EXERCISE 1.
Report every line in the entries below that contains the string "lichen", copying each such line in full.

EXCERPT TO READ.

Taking Stock of the Dependencies Your Agent Added — A Design for Keeping License and Provenance Traceable
A few months of letting agents work, and your package.json quietly grows dependencies you don't remember adding. Here is a design for taking stock — recovering what was added, when, and why, in a form you can still trace later.
One morning I opened package.json and stopped. Sitting next to date-fns was a small date library I had no memory of adding. A quick git blame traced it to an agent commit from three weeks earlier. It had been pulled in to make a test pass. It works. But why that package, under what license, and whether it was safe to remove — none of that was written down anywhere.
Handing code to an agent genuinely raises your throughput. Underneath that, the dependency tree grows quietly, and faster than your memory of it. Each decision is small, but across a few months and several projects they pile up into a state where nobody holds the whole picture. This is the kind of debt that hits hardest in long-term operation.
What follows is a design for taking stock of the dependencies your agent added — pulling license and provenance back into a form you can trace.
What happens when you can no longer trace it
"One mystery dependency" is a joke you can live with. The trouble shows up when it accumulates.
The first cost is a license mismatch. An agent picks the package that satisfies the feature; it won't always weigh the license terms each time. GPL-family code can slip into a closed commercial app, and without an auditing mechanism you'll never notice.
The second is a widening attack surface. Add one direct dependency and it drags ten or twenty transitive ones along. The longer unused dependencies sit there, the more of your time goes to chasing vulnerability notices.
The third is lost judgment. When you wonder, six months on, "can I drop this dependency?" — if the reason it was added is gone, so is your nerve to remove it. Dependencies nobody dares touch end up squatting forever.
As an indie developer running several sites and apps in parallel at Dolice, I feel all three. The third — lost judgment — carries a weight specific to agent-driven work. Dependencies a human added usually leave behind a memory, or a message in a chat log. Dependencies an agent added often leave nothing beyond the commit message.

EXERCISE 2.
Print word for word the passage of the article on agent-added dependencies above, from "The second is" to "chasing vulnerability notices.".

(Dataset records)

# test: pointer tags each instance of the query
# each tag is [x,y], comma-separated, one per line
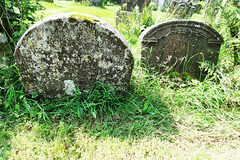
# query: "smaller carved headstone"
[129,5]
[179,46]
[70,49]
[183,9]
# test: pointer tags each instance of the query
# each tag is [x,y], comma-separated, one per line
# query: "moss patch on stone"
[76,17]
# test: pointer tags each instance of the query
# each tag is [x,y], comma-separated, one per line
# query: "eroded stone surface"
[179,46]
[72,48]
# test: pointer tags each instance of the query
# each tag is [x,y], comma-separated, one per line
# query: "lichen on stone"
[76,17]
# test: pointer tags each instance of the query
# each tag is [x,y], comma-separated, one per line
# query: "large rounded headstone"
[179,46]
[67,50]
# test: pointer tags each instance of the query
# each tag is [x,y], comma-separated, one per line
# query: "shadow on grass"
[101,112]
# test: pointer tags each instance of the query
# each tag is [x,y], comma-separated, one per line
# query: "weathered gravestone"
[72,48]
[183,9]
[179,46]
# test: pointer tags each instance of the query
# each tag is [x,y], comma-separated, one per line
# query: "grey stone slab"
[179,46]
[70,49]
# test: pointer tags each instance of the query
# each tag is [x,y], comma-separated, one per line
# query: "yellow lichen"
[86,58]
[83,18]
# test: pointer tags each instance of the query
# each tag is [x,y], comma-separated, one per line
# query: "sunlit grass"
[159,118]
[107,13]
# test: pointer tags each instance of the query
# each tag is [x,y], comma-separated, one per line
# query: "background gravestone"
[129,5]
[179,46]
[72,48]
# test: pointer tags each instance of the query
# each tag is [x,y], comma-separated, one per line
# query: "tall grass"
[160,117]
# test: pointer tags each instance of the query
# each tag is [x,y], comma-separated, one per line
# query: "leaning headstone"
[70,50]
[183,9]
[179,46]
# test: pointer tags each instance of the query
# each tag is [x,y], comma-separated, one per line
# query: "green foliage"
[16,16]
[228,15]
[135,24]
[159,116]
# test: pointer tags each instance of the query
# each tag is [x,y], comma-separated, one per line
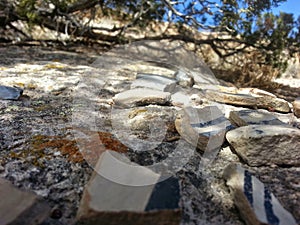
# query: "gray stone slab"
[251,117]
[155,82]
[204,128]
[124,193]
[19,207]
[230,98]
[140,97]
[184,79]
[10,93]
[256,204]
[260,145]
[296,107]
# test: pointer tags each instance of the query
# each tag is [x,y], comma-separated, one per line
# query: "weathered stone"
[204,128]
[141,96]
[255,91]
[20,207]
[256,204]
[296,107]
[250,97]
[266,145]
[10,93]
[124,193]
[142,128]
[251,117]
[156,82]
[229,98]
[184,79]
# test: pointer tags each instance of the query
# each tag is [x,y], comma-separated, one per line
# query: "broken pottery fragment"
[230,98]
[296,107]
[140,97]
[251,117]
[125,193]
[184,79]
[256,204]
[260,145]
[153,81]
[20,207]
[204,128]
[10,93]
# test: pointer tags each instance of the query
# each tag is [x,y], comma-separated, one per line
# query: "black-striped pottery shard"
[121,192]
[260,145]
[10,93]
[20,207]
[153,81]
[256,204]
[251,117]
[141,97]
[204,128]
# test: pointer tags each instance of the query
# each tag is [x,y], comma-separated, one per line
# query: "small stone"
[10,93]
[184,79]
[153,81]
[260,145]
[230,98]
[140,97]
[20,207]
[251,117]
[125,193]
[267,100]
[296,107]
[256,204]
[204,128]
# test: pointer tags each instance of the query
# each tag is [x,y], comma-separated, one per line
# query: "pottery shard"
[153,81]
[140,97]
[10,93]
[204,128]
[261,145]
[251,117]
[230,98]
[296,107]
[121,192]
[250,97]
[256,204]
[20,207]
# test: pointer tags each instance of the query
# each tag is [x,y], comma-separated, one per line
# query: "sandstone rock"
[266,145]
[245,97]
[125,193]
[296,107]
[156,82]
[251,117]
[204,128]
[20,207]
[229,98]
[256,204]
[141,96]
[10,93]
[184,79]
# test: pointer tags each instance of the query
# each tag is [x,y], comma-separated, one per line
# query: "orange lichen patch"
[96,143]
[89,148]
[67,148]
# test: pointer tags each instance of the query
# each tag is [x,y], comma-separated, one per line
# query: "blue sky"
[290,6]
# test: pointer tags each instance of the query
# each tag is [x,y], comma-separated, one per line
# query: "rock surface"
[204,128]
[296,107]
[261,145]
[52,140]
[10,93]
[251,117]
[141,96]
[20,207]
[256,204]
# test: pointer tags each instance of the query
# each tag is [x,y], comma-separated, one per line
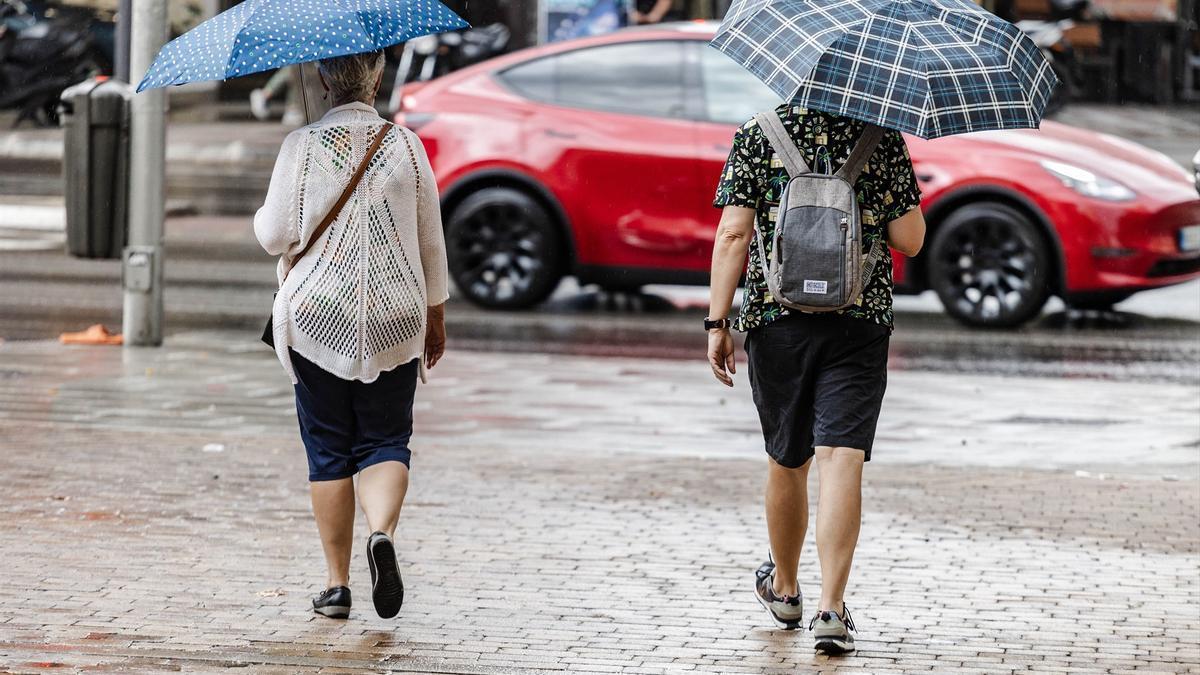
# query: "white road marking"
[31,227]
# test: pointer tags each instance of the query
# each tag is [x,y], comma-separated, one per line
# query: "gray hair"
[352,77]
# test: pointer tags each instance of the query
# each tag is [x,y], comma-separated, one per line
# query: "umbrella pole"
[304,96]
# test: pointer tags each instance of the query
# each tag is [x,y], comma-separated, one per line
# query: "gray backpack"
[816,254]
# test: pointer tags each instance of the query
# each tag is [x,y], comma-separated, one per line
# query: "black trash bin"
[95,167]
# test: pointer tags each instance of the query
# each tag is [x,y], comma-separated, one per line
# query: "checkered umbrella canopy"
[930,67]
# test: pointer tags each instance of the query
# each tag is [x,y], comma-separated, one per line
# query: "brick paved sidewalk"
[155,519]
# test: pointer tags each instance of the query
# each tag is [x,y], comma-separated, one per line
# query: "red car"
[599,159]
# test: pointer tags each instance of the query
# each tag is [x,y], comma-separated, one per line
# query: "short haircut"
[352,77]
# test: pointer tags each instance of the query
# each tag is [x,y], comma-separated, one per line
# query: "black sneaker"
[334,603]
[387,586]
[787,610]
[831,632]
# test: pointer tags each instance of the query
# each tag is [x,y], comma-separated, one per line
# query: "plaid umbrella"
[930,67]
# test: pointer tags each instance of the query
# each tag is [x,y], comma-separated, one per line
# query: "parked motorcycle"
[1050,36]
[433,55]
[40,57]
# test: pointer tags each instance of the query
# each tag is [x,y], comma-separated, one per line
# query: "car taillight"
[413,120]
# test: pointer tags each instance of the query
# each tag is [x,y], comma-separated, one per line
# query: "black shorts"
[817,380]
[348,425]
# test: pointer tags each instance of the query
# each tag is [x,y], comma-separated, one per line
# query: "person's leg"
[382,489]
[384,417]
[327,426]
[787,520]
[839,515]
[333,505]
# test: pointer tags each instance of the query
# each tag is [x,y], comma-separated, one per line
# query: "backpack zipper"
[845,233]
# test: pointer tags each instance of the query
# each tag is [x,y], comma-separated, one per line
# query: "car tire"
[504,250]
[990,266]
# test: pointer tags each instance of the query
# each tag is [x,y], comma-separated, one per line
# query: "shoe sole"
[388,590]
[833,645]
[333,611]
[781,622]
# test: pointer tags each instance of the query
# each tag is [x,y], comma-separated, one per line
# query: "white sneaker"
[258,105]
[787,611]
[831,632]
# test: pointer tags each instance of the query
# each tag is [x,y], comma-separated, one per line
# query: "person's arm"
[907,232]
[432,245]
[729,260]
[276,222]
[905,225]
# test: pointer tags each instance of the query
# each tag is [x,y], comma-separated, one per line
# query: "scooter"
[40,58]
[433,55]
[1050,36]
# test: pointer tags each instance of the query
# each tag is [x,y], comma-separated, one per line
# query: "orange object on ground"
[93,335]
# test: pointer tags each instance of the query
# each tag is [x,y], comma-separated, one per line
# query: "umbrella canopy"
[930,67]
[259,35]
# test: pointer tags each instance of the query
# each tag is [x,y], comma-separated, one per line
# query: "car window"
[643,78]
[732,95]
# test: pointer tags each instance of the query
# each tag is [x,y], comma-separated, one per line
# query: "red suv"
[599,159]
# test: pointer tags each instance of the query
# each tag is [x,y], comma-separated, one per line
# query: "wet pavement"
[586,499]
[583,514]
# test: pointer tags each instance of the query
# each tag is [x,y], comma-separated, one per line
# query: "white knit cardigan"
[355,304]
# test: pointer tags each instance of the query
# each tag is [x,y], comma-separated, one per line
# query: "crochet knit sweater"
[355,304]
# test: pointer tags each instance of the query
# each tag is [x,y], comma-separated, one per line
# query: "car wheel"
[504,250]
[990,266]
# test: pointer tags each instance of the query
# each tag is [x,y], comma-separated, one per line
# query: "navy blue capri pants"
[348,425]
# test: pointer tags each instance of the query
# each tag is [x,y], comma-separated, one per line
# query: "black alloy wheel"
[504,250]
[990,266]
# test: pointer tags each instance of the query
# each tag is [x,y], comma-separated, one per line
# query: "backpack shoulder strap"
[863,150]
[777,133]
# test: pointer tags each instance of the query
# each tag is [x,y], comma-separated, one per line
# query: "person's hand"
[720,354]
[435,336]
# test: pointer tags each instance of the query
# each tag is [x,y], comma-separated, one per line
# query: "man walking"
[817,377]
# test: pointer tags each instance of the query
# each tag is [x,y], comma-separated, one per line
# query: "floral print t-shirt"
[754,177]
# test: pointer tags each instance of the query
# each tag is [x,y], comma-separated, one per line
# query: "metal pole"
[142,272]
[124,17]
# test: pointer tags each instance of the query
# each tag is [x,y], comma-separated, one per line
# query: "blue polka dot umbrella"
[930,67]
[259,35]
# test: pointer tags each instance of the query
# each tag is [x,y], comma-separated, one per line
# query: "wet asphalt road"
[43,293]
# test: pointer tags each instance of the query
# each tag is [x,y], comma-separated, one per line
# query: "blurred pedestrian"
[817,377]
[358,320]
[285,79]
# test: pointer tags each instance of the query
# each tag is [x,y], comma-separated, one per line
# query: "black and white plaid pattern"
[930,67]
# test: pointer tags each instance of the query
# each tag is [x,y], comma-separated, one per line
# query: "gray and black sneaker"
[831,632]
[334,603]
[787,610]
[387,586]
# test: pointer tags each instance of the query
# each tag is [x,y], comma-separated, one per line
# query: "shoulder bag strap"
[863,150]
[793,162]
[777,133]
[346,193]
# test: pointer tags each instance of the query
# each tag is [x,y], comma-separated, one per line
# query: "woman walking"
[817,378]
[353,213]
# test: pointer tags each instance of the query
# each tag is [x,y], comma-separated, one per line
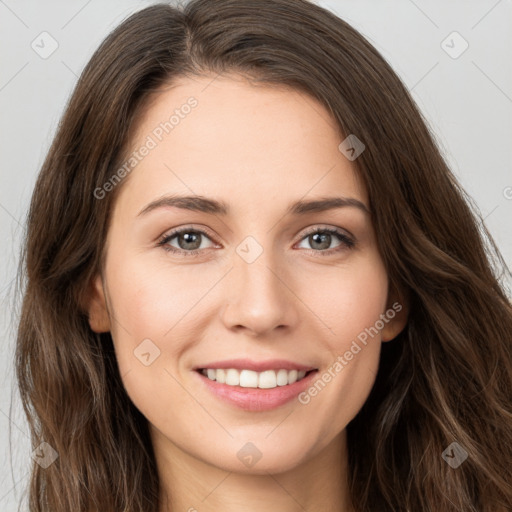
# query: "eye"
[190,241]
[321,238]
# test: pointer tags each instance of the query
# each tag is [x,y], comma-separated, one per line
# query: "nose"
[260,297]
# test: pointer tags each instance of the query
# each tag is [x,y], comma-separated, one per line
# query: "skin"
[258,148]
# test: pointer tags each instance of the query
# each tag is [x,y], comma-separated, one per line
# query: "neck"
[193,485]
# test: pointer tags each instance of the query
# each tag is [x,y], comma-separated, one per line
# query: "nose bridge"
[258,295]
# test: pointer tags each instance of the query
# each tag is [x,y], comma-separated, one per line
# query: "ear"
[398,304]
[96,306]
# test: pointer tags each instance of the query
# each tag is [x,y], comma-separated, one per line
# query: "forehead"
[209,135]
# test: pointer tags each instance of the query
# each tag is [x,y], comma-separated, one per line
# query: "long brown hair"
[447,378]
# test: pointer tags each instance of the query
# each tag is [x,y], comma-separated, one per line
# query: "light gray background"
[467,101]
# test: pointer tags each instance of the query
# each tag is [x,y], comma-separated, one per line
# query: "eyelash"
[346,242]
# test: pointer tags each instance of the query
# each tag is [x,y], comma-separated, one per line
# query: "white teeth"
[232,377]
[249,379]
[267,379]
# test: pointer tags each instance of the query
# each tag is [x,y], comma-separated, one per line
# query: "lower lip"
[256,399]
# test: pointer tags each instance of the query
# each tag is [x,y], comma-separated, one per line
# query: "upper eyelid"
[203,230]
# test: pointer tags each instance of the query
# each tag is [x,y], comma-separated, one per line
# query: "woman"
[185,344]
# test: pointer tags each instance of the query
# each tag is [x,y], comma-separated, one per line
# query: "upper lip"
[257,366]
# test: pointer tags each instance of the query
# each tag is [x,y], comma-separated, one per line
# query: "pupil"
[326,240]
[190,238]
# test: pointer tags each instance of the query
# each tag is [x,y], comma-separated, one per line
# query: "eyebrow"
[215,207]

EXERCISE RESULT 1.
# query: "lichen on stone"
# query: "yellow lichen"
# query: "orange lichen patch"

EXERCISE RESULT 2.
The second is a widening attack surface. Add one direct dependency and it drags ten or twenty transitive ones along. The longer unused dependencies sit there, the more of your time goes to chasing vulnerability notices.